Ao saber do reaparecimento de Jinga, Ngola Hari enviou seu próprio mwene lumbo com uma carta ao governador português em que se queixava de ter sido informado sobre os mensageiros de Jinga no forte e observava que ela tinha um grande número de escravos acorrentados esperando em Ambaca para serem enviados a Sousa. Acusava Jinga de ter pagado subornos para permitir seu retorno a Ndongo. Ademais, enfatizava que os sobas que viviam ao longo do rio Kwanza ainda preferiam Jinga a ele e dizia que ela poderia ter ido para a ilha onde seu irmão Ngola Mbande estava enterrado, presumivelmente para começar a refazer novamente suas forças. Ngola Hari pleiteava que Sousa o ajudasse, pois era seu pai. [32]

Fernão de Sousa, ao receber apelos de Jinga e Ngola Hari, preferiu apoiar o último. A manipulação que Jinga fizera de Cardoso e sua fuga das ilhas o haviam embaraçado e ele agora estava firmemente empenhado em apoiar Ngola Hari, que era influenciável e fraco. Sousa sabia que Ngola Hari não seria capaz de cumprir seus deveres se Jinga continuasse uma ameaça e tratou rapidamente de encorajá-lo. Ao mesmo tempo que o repreendeu com severidade por acusar os portugueses de aceitar subornos de Jinga, prometeu mandar reforços. Mas ordenou que ele mantivesse o povo longe das ilhas — a fim de evitar que se juntassem a Jinga — e enviasse soldados para coletar informações sobre Jinga. Sousa exigiu que Ngola Hari preparasse seus soldados para a batalha e encorajasse seu povo a plantar para que os soldados tivessem comida. Além disso, instou o capitão-mor de Ambaca e o padre Pacconio a encorajar Ngola Hari: em nenhuma circunstância, deveriam abandoná-lo naquele momento. [33]

Com Jinga, o governador não se arriscou. Não só recusou o apelo dela como acusou seu mwene lumbo de ser um espião e mandou o capitão-mor prendê-lo. O mwene lumbo foi acorrentado junto com os que o acompanharam, e os escravos que trouxera foram confiscados. Ordenou ao capitão-geral que reunisse tropas, perseguisse e matasse Jinga e cortasse a cabeça de qualquer soba que aderisse a ela. [34]


Giovanni Antonio Cavazzi da Montecuccolo, “Missione evangelica nel Regno de Congo” (1668), v. A, livro 1, p. 37. Manuscritos Araldi, Modena, Itália. Fotografia: Vincenzo Negro.

• **DADOS REGISTRADOS**

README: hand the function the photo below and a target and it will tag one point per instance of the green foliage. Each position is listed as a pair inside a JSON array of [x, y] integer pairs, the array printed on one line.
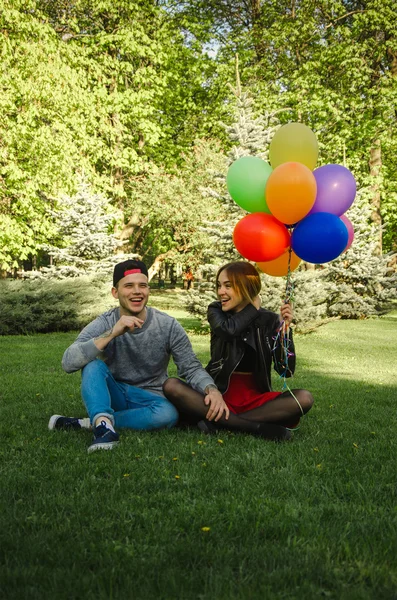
[[110, 89], [29, 307], [165, 213]]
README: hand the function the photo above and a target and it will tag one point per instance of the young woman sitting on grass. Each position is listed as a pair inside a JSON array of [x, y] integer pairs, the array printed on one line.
[[242, 350]]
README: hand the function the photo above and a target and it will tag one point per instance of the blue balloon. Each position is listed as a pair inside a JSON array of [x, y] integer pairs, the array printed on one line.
[[319, 238]]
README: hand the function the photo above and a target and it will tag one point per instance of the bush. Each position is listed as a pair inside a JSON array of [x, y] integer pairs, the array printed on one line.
[[29, 307]]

• **EXERCÍCIO 1**
Repita o trecho do texto sobre Jinga que começa em "Giovanni Antonio Cavazzi" e segue até "Fotografia: Vincenzo Negro.".
• **EXERCÍCIO 2**
Indique se cada afirmação está de acordo com o texto sobre Jinga, respondendo sim ou não e citando literalmente as palavras do texto que decidem: (a) Ngola Hari acusou Jinga de ter pagado subornos para voltar a Ndongo. (b) Fernão de Sousa decidiu apoiar Jinga. (c) O governador mandou libertar o mwene lumbo de Jinga.
As linhas não têm relação com o texto sobre Jinga.

• **RESOLUÇÃO 1**
Giovanni Antonio Cavazzi da Montecuccolo, “Missione evangelica nel Regno de Congo” (1668), v. A, livro 1, p. 37. Manuscritos Araldi, Modena, Itália. Fotografia: Vincenzo Negro.

• **RESOLUÇÃO 2**
(a) Sim: "Acusava Jinga de ter pagado subornos para permitir seu retorno a Ndongo."
(b) Não: "ele agora estava firmemente empenhado em apoiar Ngola Hari"
(c) Não: "mandou o capitão-mor prendê-lo"